TASKS FOR THIS EXERCISE:
1 > Translate this sentence from the coffee metabolite passage into Spanish: "Lipids were most accumulated in Mundo Maya and Gesha genotypes."
2 > From the coffee metabolite passage, output the text that begins at the words "Figure 4 Dendrogram" and stops after the words "each sample (columns).".
3 > In the coffee metabolite passage, which genotype mostly accumulated the monoterpenoid geraniol?

DOCUMENT PASSAGE:
/---

Figure 4 Dendrogram using Euclidean distance and Ward algorithm combined with a hierarchically ordered heatmap showing color-coded z-scored normalized intensities of each high confidence metabolite identification (rows) for each sample (columns).
Accumulation patterns of metabolites related to the caffeine biosynthetic pathway differed between genotypes. Trigonelline and caffeine followed the general pattern of accumulation in T/B related group and not in Timor related group. Gesha cultivar exhibited the lowest caffeine content, while the other Ethiopian landrace, Pink Bourbon, exhibited the highest level; nevertheless, both had similar levels of xanthosine and theobromine. Marsellesa presented elevated levels of xanthosine and low levels of theobromine and caffeine; Mundo Maya and Costa Rica 95 exhibited low levels of the three metabolites; SL28 and Red Bourbon had lower levels of xanthosine and theobromine than caffeine; and Yellow Catucaí greatly accumulated theobromine compared to all other genotypes. As well as caffeine, other alkaloids or alkaloids-related compounds were generally more accumulated in T/B related genotypes. Phenethylamine did not present great differences in accumulation between genotypes while dopamine was accumulated mostly in Pink Bourbon and lowest in Gesha. Pipecolic acid was mostly accumulated in Red Bourbon and exhibited the lowest content in Mundo Maya cultivar. In fact, Mundo Maya was the genotype with less accumulation of alkaloids being closely followed by Marsellesa.
Lipids were most accumulated in Mundo Maya and Gesha genotypes. Mundo Maya especially accumulated linolenic acid and 2,3-dihidroxypropyl palmitate and Gesha LPC 18.2, LPC 18:3 and 2-palmitoylglycerol. Amino acids and organic were mostly accumulated in the Timor-related group while being diminished in the T/B-related group. Diterpenoids exhibited different accumulation patterns. Only cafestol was differentially accumulated in Gesha while none of the other diterpenoids exhibited differences compared to the other genotypes. Pink Bourbon and Red Bourbon accumulated mascaroside II and cafestol, but not as much as in Gesha. The three varieties Yellow Catucaí, SL28 and Marsellesa follow a similar diterpenoid accumulation pattern and the monoterpenoid geraniol was mostly accumulated in SL28 genotype.

\---

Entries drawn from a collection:
/---

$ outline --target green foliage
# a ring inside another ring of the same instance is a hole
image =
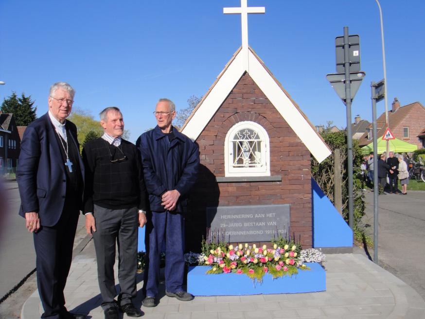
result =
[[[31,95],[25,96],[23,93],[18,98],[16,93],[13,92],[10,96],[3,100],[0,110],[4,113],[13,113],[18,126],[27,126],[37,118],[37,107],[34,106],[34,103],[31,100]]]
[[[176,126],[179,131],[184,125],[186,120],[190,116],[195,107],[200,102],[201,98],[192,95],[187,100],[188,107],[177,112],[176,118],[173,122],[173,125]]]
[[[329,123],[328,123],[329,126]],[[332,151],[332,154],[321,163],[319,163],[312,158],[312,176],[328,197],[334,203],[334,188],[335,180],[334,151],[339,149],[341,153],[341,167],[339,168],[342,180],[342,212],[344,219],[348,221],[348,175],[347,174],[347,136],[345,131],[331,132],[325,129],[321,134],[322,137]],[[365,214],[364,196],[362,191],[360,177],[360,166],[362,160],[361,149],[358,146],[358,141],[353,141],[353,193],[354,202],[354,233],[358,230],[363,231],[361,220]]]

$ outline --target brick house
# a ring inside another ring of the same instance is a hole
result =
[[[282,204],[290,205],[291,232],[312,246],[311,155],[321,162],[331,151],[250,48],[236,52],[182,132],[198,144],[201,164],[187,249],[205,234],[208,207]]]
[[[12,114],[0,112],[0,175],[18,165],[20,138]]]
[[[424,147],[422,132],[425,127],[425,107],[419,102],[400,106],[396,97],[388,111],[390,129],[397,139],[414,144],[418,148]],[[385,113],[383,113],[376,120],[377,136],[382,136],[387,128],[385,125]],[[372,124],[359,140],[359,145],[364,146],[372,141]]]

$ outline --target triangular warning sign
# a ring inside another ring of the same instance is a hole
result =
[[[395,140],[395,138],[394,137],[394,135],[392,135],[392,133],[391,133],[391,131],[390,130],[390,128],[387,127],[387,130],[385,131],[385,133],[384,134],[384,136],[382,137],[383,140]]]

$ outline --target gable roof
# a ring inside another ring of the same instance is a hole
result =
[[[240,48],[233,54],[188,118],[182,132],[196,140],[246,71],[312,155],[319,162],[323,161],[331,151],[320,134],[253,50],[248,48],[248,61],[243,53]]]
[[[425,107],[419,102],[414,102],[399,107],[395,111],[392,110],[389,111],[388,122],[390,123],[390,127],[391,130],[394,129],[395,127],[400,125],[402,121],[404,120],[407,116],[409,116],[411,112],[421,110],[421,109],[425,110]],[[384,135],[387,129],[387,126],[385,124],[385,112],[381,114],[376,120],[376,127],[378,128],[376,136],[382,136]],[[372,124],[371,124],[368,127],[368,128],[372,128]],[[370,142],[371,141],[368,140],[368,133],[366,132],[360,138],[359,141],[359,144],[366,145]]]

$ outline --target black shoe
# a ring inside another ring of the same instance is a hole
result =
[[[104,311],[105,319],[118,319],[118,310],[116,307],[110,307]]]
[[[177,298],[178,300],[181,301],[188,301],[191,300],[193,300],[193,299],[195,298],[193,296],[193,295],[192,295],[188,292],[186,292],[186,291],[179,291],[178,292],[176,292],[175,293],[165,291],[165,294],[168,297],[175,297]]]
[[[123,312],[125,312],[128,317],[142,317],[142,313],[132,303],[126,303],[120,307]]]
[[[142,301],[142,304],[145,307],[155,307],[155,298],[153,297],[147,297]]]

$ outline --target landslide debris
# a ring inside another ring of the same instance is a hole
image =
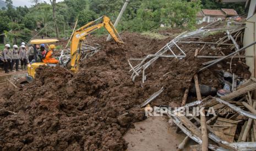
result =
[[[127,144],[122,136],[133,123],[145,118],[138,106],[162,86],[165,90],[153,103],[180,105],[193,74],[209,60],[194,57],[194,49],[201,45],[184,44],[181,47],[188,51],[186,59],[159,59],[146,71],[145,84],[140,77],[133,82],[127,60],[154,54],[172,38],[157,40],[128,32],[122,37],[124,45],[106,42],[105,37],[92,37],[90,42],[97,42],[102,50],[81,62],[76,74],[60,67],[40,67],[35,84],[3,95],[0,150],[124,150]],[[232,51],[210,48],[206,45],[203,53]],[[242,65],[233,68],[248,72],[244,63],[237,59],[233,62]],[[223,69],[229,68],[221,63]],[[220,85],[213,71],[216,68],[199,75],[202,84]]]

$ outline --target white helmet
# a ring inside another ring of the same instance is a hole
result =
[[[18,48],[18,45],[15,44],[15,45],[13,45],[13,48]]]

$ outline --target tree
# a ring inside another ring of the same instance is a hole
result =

\---

EXERCISE RESULTS:
1 > Los lípidos se acumularon más en los genotipos Mundo Maya y Gesha.

2 >
Figure 4 Dendrogram using Euclidean distance and Ward algorithm combined with a hierarchically ordered heatmap showing color-coded z-scored normalized intensities of each high confidence metabolite identification (rows) for each sample (columns).

3 > SL28